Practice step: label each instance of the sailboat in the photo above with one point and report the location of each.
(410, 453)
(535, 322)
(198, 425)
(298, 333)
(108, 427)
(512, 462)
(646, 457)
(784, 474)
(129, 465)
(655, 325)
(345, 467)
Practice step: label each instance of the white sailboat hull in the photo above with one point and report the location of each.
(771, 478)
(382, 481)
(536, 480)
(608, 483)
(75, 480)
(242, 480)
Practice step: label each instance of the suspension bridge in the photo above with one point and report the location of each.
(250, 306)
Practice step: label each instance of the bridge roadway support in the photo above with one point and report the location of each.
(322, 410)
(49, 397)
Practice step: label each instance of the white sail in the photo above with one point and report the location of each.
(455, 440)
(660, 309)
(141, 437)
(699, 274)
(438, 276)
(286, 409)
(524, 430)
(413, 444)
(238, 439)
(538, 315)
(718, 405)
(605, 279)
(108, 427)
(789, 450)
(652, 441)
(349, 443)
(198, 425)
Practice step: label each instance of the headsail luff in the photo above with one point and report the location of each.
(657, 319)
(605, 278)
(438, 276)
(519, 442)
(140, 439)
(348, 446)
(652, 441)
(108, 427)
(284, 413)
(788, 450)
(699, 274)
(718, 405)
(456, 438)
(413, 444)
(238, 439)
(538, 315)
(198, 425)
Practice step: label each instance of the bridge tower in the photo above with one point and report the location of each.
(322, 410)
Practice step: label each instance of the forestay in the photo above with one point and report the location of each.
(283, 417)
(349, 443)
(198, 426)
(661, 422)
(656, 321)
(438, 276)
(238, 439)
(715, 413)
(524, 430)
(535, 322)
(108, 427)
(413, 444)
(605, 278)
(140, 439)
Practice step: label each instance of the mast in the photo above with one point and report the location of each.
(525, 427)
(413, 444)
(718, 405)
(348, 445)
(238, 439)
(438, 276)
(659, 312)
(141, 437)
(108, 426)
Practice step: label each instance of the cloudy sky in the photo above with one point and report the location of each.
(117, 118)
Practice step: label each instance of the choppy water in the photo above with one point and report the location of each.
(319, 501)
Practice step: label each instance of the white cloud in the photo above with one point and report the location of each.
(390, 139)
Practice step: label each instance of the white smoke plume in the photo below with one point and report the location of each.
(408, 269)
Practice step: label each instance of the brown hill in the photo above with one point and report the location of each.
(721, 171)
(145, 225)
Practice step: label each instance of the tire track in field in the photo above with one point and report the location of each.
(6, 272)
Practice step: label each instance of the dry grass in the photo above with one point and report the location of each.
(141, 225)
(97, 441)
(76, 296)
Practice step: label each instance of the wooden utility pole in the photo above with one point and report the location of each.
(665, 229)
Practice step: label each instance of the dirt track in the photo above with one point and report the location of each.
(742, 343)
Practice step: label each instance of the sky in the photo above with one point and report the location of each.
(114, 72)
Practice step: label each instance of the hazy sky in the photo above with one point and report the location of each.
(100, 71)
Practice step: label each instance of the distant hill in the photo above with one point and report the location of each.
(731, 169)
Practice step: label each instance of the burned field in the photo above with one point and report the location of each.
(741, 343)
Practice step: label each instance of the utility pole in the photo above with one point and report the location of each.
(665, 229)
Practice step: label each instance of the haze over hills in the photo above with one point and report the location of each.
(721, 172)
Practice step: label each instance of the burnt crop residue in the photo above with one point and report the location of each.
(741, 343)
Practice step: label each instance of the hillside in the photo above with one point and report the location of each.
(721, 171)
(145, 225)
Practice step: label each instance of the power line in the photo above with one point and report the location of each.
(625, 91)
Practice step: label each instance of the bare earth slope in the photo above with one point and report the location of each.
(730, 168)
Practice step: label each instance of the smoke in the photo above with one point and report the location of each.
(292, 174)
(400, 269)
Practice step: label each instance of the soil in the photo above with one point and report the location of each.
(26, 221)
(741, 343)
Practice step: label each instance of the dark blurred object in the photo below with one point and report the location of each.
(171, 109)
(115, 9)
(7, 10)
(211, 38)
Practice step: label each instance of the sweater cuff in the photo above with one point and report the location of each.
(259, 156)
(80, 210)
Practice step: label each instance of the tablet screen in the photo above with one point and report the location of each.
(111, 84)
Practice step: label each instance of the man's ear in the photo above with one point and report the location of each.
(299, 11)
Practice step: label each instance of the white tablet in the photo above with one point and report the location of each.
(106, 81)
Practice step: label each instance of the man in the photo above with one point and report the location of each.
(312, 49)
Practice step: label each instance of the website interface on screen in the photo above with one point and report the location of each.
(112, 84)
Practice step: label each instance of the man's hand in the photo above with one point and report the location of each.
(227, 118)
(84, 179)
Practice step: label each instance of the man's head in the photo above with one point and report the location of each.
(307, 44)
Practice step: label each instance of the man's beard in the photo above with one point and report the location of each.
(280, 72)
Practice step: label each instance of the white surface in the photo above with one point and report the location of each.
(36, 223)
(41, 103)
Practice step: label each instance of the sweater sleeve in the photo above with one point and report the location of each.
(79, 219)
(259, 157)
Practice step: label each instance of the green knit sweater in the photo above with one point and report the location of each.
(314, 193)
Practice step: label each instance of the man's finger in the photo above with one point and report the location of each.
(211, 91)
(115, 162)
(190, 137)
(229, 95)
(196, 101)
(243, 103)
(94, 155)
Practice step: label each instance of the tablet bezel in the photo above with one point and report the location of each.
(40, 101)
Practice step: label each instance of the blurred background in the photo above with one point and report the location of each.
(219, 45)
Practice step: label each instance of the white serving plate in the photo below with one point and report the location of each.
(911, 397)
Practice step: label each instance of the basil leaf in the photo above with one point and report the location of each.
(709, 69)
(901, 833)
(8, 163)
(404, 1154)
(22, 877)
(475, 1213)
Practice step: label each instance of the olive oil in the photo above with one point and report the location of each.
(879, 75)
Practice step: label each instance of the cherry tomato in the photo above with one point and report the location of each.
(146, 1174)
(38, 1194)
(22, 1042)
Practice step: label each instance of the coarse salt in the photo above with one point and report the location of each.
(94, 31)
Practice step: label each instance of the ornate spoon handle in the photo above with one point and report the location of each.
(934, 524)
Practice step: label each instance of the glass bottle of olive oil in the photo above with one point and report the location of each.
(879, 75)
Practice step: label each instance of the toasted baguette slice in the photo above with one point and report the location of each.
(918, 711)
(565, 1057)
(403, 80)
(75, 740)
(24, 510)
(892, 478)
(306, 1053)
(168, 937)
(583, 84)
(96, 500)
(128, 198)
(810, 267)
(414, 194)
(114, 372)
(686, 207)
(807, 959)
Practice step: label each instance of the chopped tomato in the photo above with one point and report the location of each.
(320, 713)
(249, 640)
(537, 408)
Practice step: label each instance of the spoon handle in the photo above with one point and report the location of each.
__________________________________________________
* [EXERCISE DESCRIPTION]
Transcribe every entry exactly.

* [ANSWER SPACE]
Practice step: label each instance of the sailboat in the photo above with one point and report the location of each.
(410, 453)
(535, 322)
(198, 425)
(298, 333)
(108, 427)
(512, 462)
(646, 457)
(784, 474)
(129, 465)
(655, 325)
(345, 467)
Practice step: label each instance of the white sailboat hull in the photo above with one point and report the location of each.
(771, 478)
(382, 481)
(536, 480)
(608, 483)
(75, 480)
(242, 480)
Practice step: label each instance of the suspension bridge in the photo above with one point and report the location of each.
(250, 306)
Practice step: label each instance of the bridge roadway support in the photo above with one point and report the location of each.
(322, 410)
(49, 397)
Practice step: label each instance of the white sail in the photo above with one point and report the location of each.
(455, 440)
(660, 309)
(141, 437)
(699, 274)
(438, 276)
(286, 409)
(524, 430)
(413, 444)
(238, 439)
(538, 315)
(718, 405)
(605, 279)
(108, 427)
(789, 450)
(652, 441)
(349, 443)
(198, 425)
Practice step: label each instance of the headsail luff in the photo above with one point and report the location of each.
(657, 319)
(605, 278)
(438, 276)
(519, 442)
(140, 439)
(348, 446)
(652, 441)
(108, 427)
(284, 413)
(788, 450)
(699, 274)
(718, 405)
(456, 438)
(413, 444)
(238, 439)
(538, 315)
(198, 425)
Practice step: label each instance of the bridge tower in the photo above with one point and report the location of each.
(322, 410)
Practice step: label each instance of the forestay in the photo above with one point and report the location of each.
(283, 417)
(349, 443)
(198, 426)
(661, 422)
(656, 321)
(438, 276)
(238, 439)
(715, 413)
(524, 430)
(535, 322)
(108, 427)
(413, 444)
(605, 278)
(140, 439)
Practice step: label each instance of the mast in the photo above with one point and report the location of each.
(525, 427)
(413, 444)
(718, 405)
(348, 445)
(238, 439)
(438, 276)
(659, 312)
(141, 437)
(108, 426)
Practice step: label each instance of the cloudy sky in the photo above with one point and report the location of each.
(117, 118)
Practice step: label each instance of the choppy water in the photo above with one point and report the location of each.
(319, 501)
Practice step: label each instance of the white cloud in the photo above with one point and report the location of each.
(390, 139)
Practice step: label each instance of the white smoke plume in the photo below with one point and report the location of each.
(408, 269)
Practice step: label each instance of the brown hill in the photo above with one point and report the location of each.
(721, 171)
(145, 225)
Practice step: label each instance of the tire track in field in the photo above with one point and report the location of each.
(6, 272)
Practice step: label each instance of the dry grass in the photo above with one point and report the location of each.
(141, 225)
(97, 441)
(76, 296)
Practice step: label each instance of the wooden utility pole in the photo above with one point and report the location of each.
(665, 229)
Practice step: label each instance of the dirt track in the photo above with one point and report the location of each.
(742, 343)
Practice step: label each instance of the sky in the photo above with one point and report the location of each.
(114, 72)
Practice step: label each instance of the hazy sky in the photo above with one point and report the location of each.
(100, 71)
Practice step: label each instance of the distant hill in the photo above with one point and report the location of each.
(731, 169)
Practice step: label each instance of the burned field in the photo above with one point and report the location of each.
(741, 343)
Practice step: label each instance of the utility pole in the photo above with one point and report the location of each.
(665, 229)
Practice step: label each instance of the haze over hills in the photo above with one point and report the location of each.
(721, 172)
Practice step: label each instance of the burnt crop residue in the photo above with one point and report the location of each.
(741, 343)
Practice step: label each instance of the hillside in the photo above with one point and report the location of each.
(721, 171)
(145, 225)
Practice step: label each instance of the power line in the photo above with one point and report the location of each.
(625, 91)
Practice step: label each instance of the bare earth slope in the photo above with one point and report the location of each.
(730, 168)
Practice step: label each instance of the smoke in the photo above with one point and report the location of each.
(292, 174)
(400, 269)
Practice step: label each instance of the soil in the photo above with one point and report the location of each.
(26, 221)
(741, 343)
Practice step: label each instance of the dark blurred object in the photo below with one point and report the location of each.
(171, 109)
(115, 9)
(7, 10)
(211, 38)
Practice step: label each instance of the sweater cuff in the photo above with one point and report the location of each.
(259, 156)
(80, 210)
Practice step: label each instance of the tablet screen in the photo above with one point and report the location of each.
(111, 84)
Practice step: label each instance of the man's ear in the photo above with one point and report the location of each.
(299, 11)
Practice step: label each instance of the white tablet in the photo above with one point and report the location of each.
(106, 81)
Practice step: label each instance of the man in the photo above with one point and report the location of each.
(312, 49)
Practice step: label each instance of the website interface on screen in the photo above with one point and report the location of each.
(112, 84)
Practice step: label each instance of the man's hand in the photo above with one point and report the location of each.
(227, 118)
(84, 179)
Practice step: label each instance of the man's head in the photo above with one point and report the location of each.
(307, 44)
Practice step: label each instance of the man's beard in the photo above with one point and report the location of each.
(280, 72)
Practice step: label each instance of the white surface in the photo above with one point and report the location of each.
(36, 223)
(41, 103)
Practice step: label each instance of the sweater sleeve in the photo above with one point and report the location of each.
(79, 219)
(259, 157)
Practice step: label each instance of the green knit sweater in the photo above with one point and report the location of each.
(314, 193)
Practice step: label each instance of the man's finger in the photo above with one point and report the location of each.
(211, 91)
(115, 162)
(190, 137)
(229, 95)
(196, 101)
(243, 103)
(94, 155)
Practice step: label each instance of the tablet bezel in the photo above with one point and report the location of each.
(40, 101)
Practice step: label each instance of the blurred background in the photo above with one point and report the location of each.
(219, 45)
Practice step: label each instance of the white serving plate in the photo below with one point and report the location of each.
(911, 397)
Practice step: label each instance of the basil leaf in the photo above with one point and report the location of each.
(709, 69)
(901, 833)
(8, 163)
(404, 1154)
(22, 877)
(475, 1213)
Practice step: label each instance of the olive oil in the photo above with one point and report the location of each.
(879, 75)
Practice step: label each instance of the cherry tomato in the photo above with one point and report the location of each.
(146, 1174)
(38, 1194)
(22, 1042)
Practice step: label each instance of the coarse salt in the photo above with one point and report the location of each.
(94, 31)
Practice step: label each instance of the ornate spoon handle in the photo above with one point and report the location of each.
(934, 524)
Practice step: label each instance of the glass bottle of olive oil in the photo above with one point and report the location of each.
(879, 75)
Practice step: label each instance of the toasted baguette slice in the photo above with one point and report the location of each.
(918, 711)
(565, 1057)
(403, 80)
(75, 740)
(24, 510)
(892, 478)
(306, 1053)
(168, 937)
(583, 84)
(96, 500)
(128, 198)
(810, 267)
(414, 194)
(114, 372)
(686, 207)
(807, 959)
Practice step: label each instance of the chopped tomato in the photo above with one point and report the location of each.
(320, 713)
(249, 640)
(537, 408)
Practice step: label each instance of the spoon handle in the photo above with one point and report the location of each.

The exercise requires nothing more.